▶ [Study questions]:
1. List every U.S. state named in the article on the holiday travel advisory, in the order each first appears.
2. Continue the article on the holiday travel advisory from the point where it stops.

LOS ANGELES — It may be close to the holidays, but Gov. Gavin Newsom has issued an advisory against all nonessential travel, but for John Graves, that may not be possible. Owner of a new garlic seasoning company, he had to travel to Texas to sign up customers. A family man with a wife and five boys, growing his business is essential.

“I just got back in, and one of my main concerns is Texas is now a very big hotspot,” Graves said. “We’re back here in L.A. We have a pretty large family. I’m super concerned with infecting anybody, bringing that back.”.

What You Need To Know

  • Governors of California, Oregon, and Washington issued a joint advisory for residents to cancel nonessential travel

  • Anyone arriving from outside of the three states is advised to self-quarantine for 14 days

  • California surpassed 1 million COVID-19 cases and saw a surge of new cases

  • The advisory is not a travel ban, but a strong recommendation

California has just surpassed 1 million COVID-19 cases. According to Newsom, there are no signs of the coronavirus slowing down, so the governor is also urging visitors to self-quarantine for 14 days upon their arrival. After being gone for two weeks, Graves misses his boys but plans to do his best to keep his family safe.

▶ [Data extract]:

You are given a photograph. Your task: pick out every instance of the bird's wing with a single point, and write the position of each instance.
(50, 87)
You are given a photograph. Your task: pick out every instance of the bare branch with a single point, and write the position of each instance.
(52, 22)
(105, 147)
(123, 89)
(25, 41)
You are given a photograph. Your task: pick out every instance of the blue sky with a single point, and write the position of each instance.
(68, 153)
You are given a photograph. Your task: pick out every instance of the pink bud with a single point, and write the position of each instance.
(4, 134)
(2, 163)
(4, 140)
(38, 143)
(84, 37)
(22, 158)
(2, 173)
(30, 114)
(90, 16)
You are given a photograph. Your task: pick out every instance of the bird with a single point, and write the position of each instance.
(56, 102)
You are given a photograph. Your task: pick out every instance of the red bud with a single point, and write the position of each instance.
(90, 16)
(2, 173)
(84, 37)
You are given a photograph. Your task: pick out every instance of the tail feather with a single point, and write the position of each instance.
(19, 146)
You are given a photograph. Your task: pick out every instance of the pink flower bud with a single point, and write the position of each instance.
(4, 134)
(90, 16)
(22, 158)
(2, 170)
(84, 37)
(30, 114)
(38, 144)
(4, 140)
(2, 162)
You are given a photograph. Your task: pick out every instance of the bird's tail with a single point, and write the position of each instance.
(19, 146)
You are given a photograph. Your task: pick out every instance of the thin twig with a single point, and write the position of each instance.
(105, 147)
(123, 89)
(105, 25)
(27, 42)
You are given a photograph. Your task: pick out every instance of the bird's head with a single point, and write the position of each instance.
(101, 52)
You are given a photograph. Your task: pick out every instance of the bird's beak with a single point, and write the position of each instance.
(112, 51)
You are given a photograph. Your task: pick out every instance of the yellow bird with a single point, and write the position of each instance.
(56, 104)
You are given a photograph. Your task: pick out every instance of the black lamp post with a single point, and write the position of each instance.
---
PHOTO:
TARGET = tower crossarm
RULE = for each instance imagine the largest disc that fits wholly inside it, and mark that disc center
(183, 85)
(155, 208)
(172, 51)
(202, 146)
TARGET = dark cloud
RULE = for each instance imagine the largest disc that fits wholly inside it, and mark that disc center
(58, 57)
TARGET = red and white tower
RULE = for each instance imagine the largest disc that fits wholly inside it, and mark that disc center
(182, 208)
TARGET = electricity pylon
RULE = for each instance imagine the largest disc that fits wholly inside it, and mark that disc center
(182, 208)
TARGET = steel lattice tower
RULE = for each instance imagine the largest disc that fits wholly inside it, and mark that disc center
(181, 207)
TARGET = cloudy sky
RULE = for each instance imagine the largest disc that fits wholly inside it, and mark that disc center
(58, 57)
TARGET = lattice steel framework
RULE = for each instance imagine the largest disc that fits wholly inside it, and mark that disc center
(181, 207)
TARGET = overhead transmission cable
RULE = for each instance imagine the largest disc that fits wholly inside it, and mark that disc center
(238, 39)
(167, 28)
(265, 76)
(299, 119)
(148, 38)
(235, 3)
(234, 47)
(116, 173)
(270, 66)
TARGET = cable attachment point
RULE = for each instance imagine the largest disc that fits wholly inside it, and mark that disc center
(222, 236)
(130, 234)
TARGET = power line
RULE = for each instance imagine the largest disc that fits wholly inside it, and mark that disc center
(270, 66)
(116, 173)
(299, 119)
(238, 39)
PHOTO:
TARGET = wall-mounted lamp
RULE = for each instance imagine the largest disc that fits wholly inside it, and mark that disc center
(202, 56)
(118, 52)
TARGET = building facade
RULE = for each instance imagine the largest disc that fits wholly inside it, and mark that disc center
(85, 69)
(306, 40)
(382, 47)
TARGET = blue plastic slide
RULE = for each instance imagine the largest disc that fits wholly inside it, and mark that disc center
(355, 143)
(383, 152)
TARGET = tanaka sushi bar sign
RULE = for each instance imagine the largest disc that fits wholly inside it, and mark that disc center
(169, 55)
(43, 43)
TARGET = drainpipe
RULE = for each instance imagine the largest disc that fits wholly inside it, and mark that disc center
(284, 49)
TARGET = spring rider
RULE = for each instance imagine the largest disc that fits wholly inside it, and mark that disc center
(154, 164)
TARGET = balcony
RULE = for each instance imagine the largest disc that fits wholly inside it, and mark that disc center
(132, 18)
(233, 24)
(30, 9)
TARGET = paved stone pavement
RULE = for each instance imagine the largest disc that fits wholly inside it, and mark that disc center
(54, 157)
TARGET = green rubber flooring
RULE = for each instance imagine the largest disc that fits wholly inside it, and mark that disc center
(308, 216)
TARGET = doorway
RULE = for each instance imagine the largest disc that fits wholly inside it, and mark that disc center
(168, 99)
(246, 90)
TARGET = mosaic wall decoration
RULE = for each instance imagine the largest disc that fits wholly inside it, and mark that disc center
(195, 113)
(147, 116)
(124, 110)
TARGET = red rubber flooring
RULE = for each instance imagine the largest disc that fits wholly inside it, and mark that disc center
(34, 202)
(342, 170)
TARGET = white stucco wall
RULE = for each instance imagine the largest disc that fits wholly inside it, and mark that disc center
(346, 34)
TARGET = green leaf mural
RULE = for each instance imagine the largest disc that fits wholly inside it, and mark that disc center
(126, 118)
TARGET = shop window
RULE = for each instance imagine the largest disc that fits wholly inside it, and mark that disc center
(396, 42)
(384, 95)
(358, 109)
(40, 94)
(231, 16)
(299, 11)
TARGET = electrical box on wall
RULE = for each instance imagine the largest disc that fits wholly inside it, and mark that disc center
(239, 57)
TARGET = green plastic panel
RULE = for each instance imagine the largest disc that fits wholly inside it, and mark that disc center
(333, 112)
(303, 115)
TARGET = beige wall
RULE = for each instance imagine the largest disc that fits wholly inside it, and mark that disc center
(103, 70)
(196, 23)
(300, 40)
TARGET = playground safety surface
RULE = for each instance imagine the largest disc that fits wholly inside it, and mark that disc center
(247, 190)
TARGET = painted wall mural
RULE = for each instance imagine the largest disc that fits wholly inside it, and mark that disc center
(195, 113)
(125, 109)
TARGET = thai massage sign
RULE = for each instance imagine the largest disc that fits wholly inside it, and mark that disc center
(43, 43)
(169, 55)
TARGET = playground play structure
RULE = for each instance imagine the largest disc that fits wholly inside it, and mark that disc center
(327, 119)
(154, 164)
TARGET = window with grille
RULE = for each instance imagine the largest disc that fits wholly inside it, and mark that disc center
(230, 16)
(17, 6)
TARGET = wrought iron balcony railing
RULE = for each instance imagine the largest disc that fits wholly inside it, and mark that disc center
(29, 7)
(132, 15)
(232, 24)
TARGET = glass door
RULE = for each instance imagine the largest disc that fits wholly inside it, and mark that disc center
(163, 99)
--
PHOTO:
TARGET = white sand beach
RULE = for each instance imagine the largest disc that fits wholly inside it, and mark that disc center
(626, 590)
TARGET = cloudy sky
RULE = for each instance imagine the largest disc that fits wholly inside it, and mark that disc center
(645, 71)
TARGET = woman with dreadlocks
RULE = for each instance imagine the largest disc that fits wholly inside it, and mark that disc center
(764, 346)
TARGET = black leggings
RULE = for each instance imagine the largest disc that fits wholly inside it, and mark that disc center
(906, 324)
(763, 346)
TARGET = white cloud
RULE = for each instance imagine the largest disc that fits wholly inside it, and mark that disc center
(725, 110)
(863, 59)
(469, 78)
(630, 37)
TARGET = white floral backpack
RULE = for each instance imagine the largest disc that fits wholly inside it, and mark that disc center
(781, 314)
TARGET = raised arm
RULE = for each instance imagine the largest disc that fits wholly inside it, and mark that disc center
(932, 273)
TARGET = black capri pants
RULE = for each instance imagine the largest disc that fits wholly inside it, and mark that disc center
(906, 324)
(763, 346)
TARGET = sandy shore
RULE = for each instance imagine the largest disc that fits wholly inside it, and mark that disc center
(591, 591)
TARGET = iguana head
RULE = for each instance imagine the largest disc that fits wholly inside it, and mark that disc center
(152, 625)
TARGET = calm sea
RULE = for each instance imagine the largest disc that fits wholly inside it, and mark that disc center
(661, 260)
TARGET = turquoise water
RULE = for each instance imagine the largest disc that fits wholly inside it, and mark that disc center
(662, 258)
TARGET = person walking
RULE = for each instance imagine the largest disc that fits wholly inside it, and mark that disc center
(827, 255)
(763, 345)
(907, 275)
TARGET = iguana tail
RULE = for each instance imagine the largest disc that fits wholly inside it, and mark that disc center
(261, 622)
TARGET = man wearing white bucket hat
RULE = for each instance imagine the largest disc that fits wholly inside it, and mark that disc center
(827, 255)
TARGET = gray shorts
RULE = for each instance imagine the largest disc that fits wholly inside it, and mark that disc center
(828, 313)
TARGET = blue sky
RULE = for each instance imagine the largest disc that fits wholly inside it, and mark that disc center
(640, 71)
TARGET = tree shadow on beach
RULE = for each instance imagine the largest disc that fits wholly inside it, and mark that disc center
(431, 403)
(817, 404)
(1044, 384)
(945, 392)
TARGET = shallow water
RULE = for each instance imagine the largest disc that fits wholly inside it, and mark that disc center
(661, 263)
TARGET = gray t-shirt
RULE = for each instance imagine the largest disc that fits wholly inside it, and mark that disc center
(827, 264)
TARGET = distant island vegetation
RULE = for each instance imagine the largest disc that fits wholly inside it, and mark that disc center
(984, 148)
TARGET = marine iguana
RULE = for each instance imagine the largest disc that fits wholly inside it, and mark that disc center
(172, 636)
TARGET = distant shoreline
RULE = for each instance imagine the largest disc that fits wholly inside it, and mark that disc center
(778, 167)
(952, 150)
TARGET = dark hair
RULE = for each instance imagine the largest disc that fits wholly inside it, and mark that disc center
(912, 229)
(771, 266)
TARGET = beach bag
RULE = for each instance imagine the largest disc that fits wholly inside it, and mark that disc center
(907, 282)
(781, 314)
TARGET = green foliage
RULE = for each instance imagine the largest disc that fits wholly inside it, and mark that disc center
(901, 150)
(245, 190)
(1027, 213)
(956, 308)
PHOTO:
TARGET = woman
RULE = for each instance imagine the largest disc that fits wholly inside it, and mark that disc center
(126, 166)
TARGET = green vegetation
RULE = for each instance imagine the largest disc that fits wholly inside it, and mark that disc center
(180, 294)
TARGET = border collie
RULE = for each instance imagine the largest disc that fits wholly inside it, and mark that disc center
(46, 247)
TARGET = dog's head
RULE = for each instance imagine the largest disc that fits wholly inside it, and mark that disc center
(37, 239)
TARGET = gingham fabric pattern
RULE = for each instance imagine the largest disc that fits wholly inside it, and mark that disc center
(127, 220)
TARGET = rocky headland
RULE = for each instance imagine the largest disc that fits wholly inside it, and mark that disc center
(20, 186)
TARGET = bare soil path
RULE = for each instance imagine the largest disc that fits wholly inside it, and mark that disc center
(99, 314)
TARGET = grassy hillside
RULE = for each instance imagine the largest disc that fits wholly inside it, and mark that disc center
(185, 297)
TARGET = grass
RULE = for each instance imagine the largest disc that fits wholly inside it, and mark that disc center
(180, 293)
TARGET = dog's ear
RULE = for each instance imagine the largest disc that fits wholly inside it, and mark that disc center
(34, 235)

▶ [Results for each task]:
1. Texas, California, Oregon, Washington

2.
“Listen, I think what Gov. Newsom is doing is great for the population,” Graves said. “Of course, you know, we all have anxiety. We want to get back out and get used to what we’re used to, but let’s get it under control.”


And there’s real cause for concern. Thanksgiving and Christmas are the biggest travel days of the year, and with the weather getting colder, COVID-19 could potentially reach new milestones. Like many parents, as much as Graves wants to hug his wife and kids, he knows showing love during a pandemic means giving a fair amount of space.

“Thank goodness that I have a fairly large home where we can actually go to our own corners,” Graves said. “Everybody doesn’t have that ability, you know, but thank goodness for us, we can go to different rooms.”

Graves said he feels lucky, and he understands it may not be possible for everyone.

“It’s a learning process. It’s all-new for everybody here,” Graves said.

So the Governor’s office is urging everyone to behave responsibly when traveling.

“We may actually put our guard down, take our guard down, take our mask off, get a little closer than we should, and that’s exactly the condition that creates spread and transmission,” said Dr. Mark Ghaly, Secretary ​of California Health and Human Services.

After being gone for two weeks, quarantining for an additional two weeks right before the holidays may not be entirely possible for Graves, but with a family at home, he’s not taking any chances.

“We still got a little time in the day, we’re going to go to one of our little testing sites, get ourselves tested, make sure we’re all good so we don’t bring Texas to California,” Graves said.